- _Brief_: Extract every line of the items below that contains the string "snow", matching case exactly.
┌────────
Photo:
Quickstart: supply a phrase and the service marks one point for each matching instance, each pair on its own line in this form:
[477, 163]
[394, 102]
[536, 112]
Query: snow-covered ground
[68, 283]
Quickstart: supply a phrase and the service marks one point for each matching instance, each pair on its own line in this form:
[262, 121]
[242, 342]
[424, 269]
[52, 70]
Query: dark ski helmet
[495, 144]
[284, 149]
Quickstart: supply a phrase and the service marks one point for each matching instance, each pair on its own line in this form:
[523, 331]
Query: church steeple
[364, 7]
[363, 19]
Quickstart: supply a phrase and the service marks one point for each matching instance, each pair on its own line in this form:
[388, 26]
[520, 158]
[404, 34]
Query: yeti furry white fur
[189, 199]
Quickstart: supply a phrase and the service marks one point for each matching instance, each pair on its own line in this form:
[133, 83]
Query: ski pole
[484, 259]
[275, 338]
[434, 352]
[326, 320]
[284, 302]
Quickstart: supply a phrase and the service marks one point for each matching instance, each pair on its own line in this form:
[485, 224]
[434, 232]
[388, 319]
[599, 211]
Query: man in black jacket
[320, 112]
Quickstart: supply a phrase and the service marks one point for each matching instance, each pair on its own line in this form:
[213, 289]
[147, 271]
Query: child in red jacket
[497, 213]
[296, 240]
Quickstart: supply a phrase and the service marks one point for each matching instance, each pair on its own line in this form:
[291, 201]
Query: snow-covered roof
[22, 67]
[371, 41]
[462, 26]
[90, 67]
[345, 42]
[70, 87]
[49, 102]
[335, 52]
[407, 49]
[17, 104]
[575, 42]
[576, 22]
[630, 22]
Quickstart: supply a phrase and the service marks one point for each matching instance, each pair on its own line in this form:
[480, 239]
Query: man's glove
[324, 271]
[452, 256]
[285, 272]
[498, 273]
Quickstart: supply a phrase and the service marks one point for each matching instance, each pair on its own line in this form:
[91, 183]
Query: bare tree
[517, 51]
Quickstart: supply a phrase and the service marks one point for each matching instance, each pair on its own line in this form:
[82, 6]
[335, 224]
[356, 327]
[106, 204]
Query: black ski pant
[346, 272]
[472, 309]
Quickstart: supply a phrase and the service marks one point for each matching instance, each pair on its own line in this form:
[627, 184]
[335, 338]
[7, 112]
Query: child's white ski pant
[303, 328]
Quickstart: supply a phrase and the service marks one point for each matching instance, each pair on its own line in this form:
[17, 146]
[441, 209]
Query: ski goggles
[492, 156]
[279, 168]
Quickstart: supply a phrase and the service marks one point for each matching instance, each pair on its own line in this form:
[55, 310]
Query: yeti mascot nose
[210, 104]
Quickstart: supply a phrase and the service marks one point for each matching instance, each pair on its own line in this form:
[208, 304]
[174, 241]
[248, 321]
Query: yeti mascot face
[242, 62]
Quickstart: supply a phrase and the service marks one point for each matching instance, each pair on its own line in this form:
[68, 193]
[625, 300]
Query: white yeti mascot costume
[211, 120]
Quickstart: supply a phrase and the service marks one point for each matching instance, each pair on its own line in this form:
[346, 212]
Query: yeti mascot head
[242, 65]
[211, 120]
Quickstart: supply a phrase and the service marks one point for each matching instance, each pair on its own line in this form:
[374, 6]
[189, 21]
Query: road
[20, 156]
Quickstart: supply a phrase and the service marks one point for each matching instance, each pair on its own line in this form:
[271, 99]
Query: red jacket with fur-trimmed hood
└────────
- _Correct result_:
Query: snow-covered ground
Query: snow-covered roof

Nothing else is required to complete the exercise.